Yapmanız Gereken | Aşağıdaki delilik üzerine yazıdan "Sıradan değilsen, DELİsindir." ile "her şeye karşı..." arasındaki bölümü, bu iki ifade de dahil, hiçbir değişiklik yapmadan yeniden yazın.

Kaynaktan Alıntı |

21 Ocak 2015 Çarşamba

NORMAL vs DELİ

Delilik nedir? Normal insanların her gün yaptığı şeyleri yapmayı reddetmek ve onların yapmadığı ve yapmayacağı şeyleri yaşamak istemek. Tatmadıkları duyguları tatmak, gitmedikleri yerlere gitmek, hissedemediklerini hissetmek EN derinden. 
Sıradan değilsen, DELİsindir.
'TDK'da normal'in anlamı:
sıfat; Kurala uygun, alışılagelen, olağan, düzgülü, aşırılığı olmayan, uygun
 isim; Aşırılığı, eksikliği ve taşkınlığı olmama, ortalama durum'
Kurallara uymayan, sıradan olmayan, onlara göre aşırı ve taşkın duygular hissedenlerdir DELİLER...

Normale döndürmeyi isterler seni de. Çıkıntılık yapma be!
 'TDK'da çıkıntılık'ın anlamı:
 Her şeye itiraz eden, huzursuzluk çıkaran (kimse)'
Yani ÇARŞI, her şeye karşı...
Ve son olarak TDK'da DELİ'nin anlamı;
deli: 
1.Aklını yitirmiş olan, akli dengesi bozulmuş olan, mecnun
2.Coşkun, azgın (hayvan, duygu vb.)
3. Davranışları aşırı ve taşkın olan (kimse), çılgın
Bunları görünce diyorum ki; 'Yaşasın Delilik!'.

Pane e Tulipani

Çok mutlu olduğum zamanlar da oldu benim. NORMAL insanların sıradan, günlük mutlulukları gibi üstü kapalı, bastırılmış olmayan, gerçekten, yürekten hissedilen...

Veri Kayıtları |
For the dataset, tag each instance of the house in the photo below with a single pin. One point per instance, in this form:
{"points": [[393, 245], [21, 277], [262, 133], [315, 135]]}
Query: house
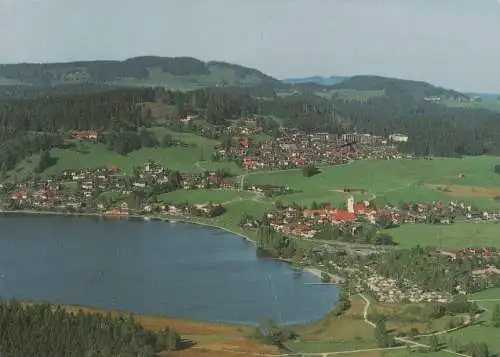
{"points": [[19, 195], [398, 138], [227, 183], [342, 216]]}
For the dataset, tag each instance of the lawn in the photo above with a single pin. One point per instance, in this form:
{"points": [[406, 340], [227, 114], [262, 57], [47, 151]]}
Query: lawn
{"points": [[482, 331], [224, 197], [400, 181], [186, 137], [88, 155], [336, 333], [492, 104], [352, 94], [391, 181], [456, 235]]}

Görev Yanıtı |
Sıradan değilsen, DELİsindir.
'TDK'da normal'in anlamı:
sıfat; Kurala uygun, alışılagelen, olağan, düzgülü, aşırılığı olmayan, uygun
 isim; Aşırılığı, eksikliği ve taşkınlığı olmama, ortalama durum'
Kurallara uymayan, sıradan olmayan, onlara göre aşırı ve taşkın duygular hissedenlerdir DELİLER...

Normale döndürmeyi isterler seni de. Çıkıntılık yapma be!
 'TDK'da çıkıntılık'ın anlamı:
 Her şeye itiraz eden, huzursuzluk çıkaran (kimse)'
Yani ÇARŞI, her şeye karşı...